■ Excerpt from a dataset
○ ○ ○ ○

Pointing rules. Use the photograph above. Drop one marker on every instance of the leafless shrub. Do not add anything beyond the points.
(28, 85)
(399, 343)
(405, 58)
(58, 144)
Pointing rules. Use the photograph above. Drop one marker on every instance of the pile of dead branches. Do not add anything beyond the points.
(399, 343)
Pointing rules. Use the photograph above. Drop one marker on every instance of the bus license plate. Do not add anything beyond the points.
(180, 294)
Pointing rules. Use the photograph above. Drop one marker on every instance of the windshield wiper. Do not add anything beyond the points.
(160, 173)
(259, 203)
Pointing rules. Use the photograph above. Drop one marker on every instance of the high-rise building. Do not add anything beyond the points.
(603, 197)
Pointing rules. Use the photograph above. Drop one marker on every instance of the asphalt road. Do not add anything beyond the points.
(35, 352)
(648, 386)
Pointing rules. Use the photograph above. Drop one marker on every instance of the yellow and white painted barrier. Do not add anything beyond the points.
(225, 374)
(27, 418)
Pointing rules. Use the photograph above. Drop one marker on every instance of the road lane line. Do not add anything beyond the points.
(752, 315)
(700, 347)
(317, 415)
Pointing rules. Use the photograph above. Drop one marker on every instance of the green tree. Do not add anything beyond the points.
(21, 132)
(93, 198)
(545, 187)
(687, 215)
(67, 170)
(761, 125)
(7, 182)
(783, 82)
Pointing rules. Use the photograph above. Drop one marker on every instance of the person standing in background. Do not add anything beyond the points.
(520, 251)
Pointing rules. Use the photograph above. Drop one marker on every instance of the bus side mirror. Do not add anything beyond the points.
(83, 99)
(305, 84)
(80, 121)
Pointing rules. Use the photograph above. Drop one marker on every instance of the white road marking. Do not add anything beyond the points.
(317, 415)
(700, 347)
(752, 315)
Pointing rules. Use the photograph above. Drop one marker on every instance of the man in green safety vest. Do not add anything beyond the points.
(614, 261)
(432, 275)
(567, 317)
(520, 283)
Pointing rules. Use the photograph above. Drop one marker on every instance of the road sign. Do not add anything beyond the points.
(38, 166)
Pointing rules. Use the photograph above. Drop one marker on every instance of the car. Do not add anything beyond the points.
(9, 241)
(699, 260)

○ ○ ○ ○

■ GOAL
Please retype the lines from the one containing "sign. Do not add anything beyond the points." through the end of the items, including both ends.

■ RESPONSE TO THIS EXERCISE
Pointing rules. Use the photograph above. Drop one marker on every instance of the road sign. Do not add anything beyond the points.
(38, 166)
Pointing rules. Use the photograph above. Drop one marker on every instance of the car. Do not add anything beyond the points.
(9, 241)
(699, 260)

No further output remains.